== Extrait cité ==

Les propositions que fera le COPIESAS devront répondre à trois défis. Le premier est celui de l'élargissement du nombre de bénéficiaires de l'épargne salariale. Aujourd'hui, 8,8 millions de salariés bénéficient aujourd'hui de la participation, de l'intéressement ou d'un dispositif d'épargne salariale. C'est donc un enjeu important, d'autant que le nombre de bénéficiaires est extrêmement faible dans les entreprises de moins de cinquante salariés.
Il s'agit également de parvenir à un équilibre entre ce qui doit relever de la rémunération du travail sous forme de salaire et ce qui relève des revenus que l'on tire de la participation ou de l'intéressement. J'y insiste, car c'est au nom de cet équilibre que le Gouvernement n'est pas très favorable à ce que, dans les entreprises où n'existe pas de dispositif de participation ou d'intéressement soit mis en place un système de primes, défiscalisées et désocialisées, de 500, 1 000 ou 1 500 euros. Il n'y a guère de raison, en effet, qui justifie que l'on mette en place un tel système de primes, dès lors que les entreprises ont les moyens de procéder à des augmentations de salaires, qui peuvent abonder les régimes sociaux. Il est important de rappeler ici que notre attachement à l'épargne salariale, aux instruments de participation et d'intéressement, ne doit pas nous conduire à en faire des palliatifs, ou des substituts du salaire, lequel doit rester le principal outil de rémunération du travail.

== Matériel fourni ==
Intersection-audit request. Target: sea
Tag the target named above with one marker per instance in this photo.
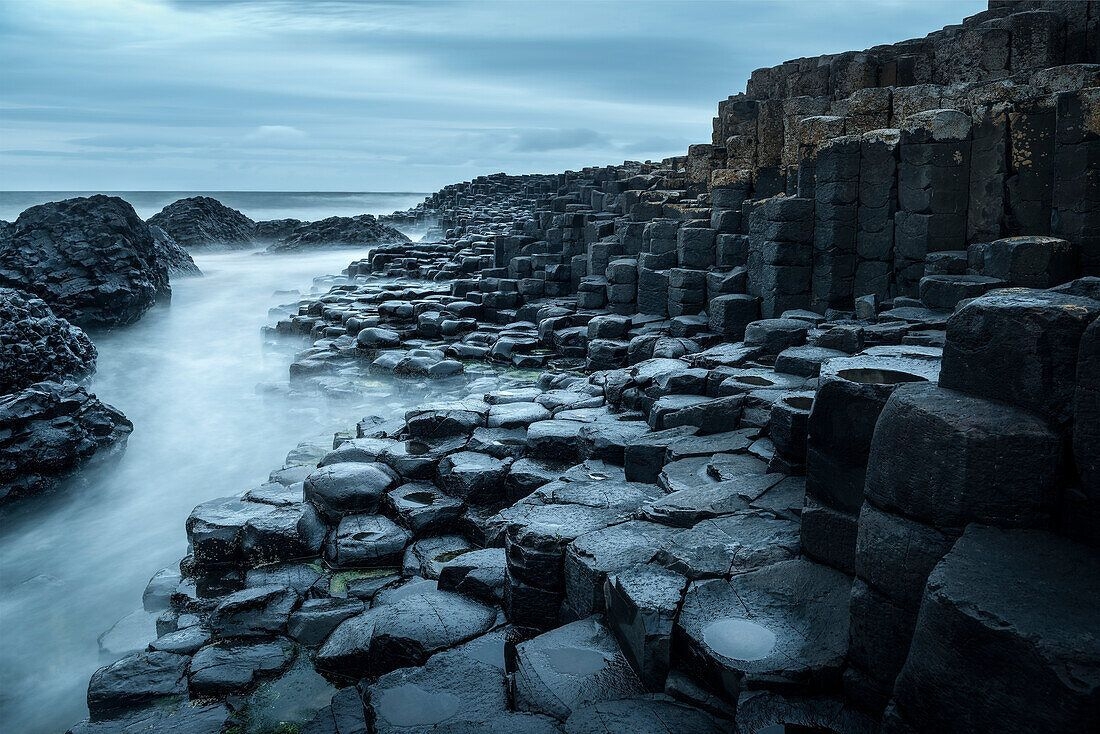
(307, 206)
---
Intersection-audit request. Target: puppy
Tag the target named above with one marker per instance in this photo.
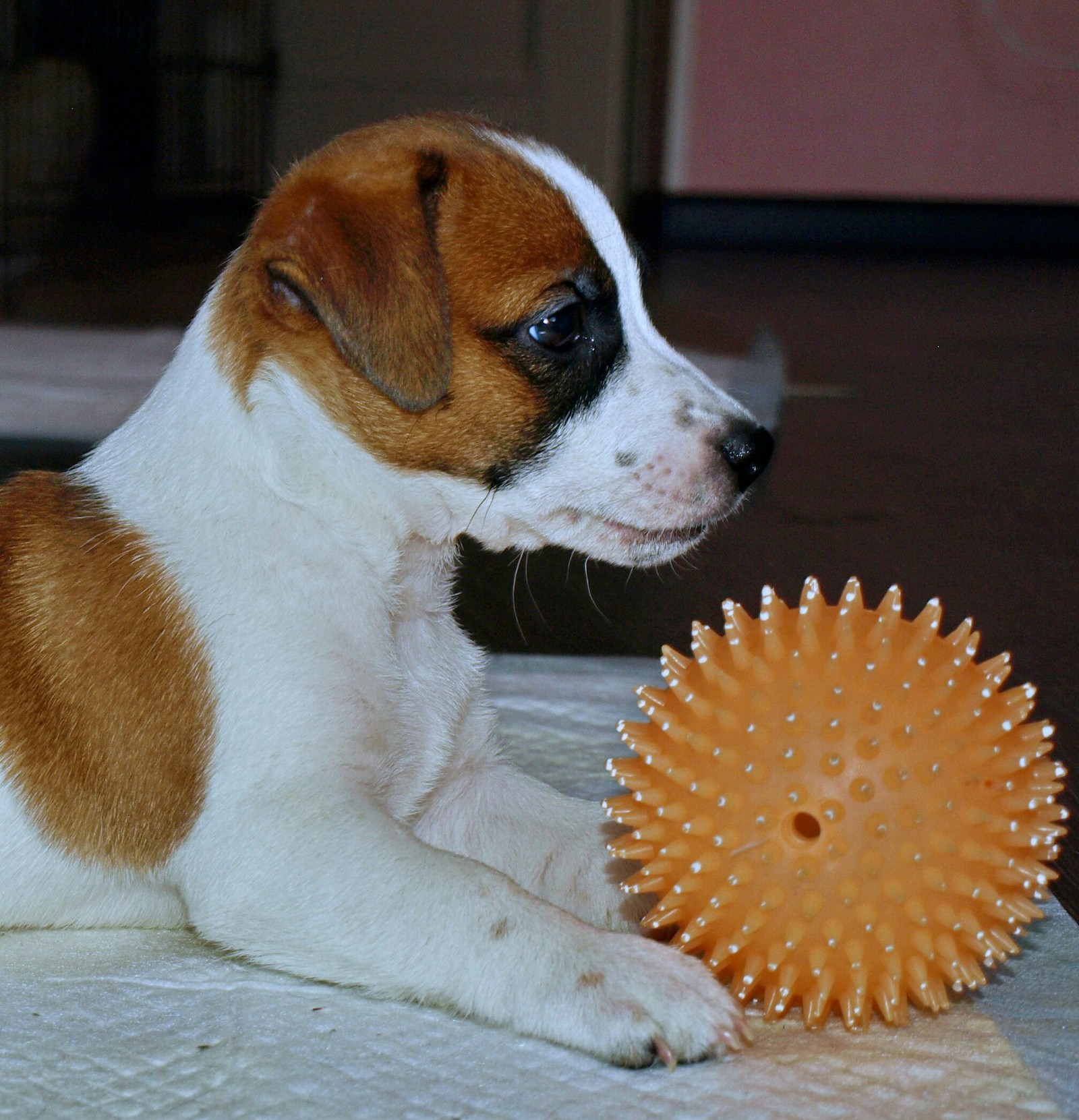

== Consignes ==
1. D'après le passage sur l'épargne salariale, combien de salariés bénéficient aujourd'hui de la participation, de l'intéressement ou d'un dispositif d'épargne salariale ?
2. Prolongez le passage sur l'épargne salariale après sa dernière phrase.
Vous n'avez pas besoin du matériel fourni.

== Réponses par point ==
1. 8,8 millions de salariés.

2.
Notre deuxième objectif, au-delà de l'élargissement, est la simplification. Je l'ai dit tout à l'heure, dix lois traitant de l'épargne salariale ont été adoptées depuis 2001, aboutissant à un système toujours plus complexe. Il s'agira donc pour le COPIESAS, pour le Parlement et pour le Gouvernement de répondre à plusieurs questions importantes. Quel niveau d'association des salariés aux profits est-il juste et adapté à l'entreprise ? Quels doivent être les critères de performance retenus pour qu'ils soient compatibles avec la productivité et l'amélioration de la compétitivité des entreprises ? Tels sont les enjeux du chantier de la simplification.
Enfin, le dernier défi auquel devra répondre cette réforme de l'épargne salariale sera de mobiliser l'épargne au service de l'investissement productif. Cette épargne robuste, patiente et participative est là pour financer les entreprises, et il est indispensable de sécuriser cette source de financements – je pense notamment aux 10 milliards d'euros que j'évoquais tout à l'heure, placés dans des fonds labellisés socialement responsables et dont le Comité intersyndical de l'épargne salariale soulignait l'importance. Il est essentiel que les acteurs de l'économie sociale et solidaire puissent bénéficier de sources de financement pérennes. À ce titre, nous attendrons, là encore, les recommandations du COPIESAS.
Voilà ce que je tenais à vous dire, en introduction à nos débats sur le déblocage de l'épargne salariale et de la participation. C'est un élément clé du soutien à la consommation, une mesure cohérente avec les choix du Gouvernement tant en matière de soutien au pouvoir d'achat qu'en matière de restauration des marges des entreprises, donc de soutien à la compétitivité.
C'est la raison pour laquelle le Gouvernement, sous réserve de l'adoption de quelques amendements, soutiendra l'essentiel des dispositions de cette proposition de loi, qu'il remercie le groupe socialiste d'avoir inscrite à l'ordre du jour. (Applaudissements sur les bancs du groupe SRC.)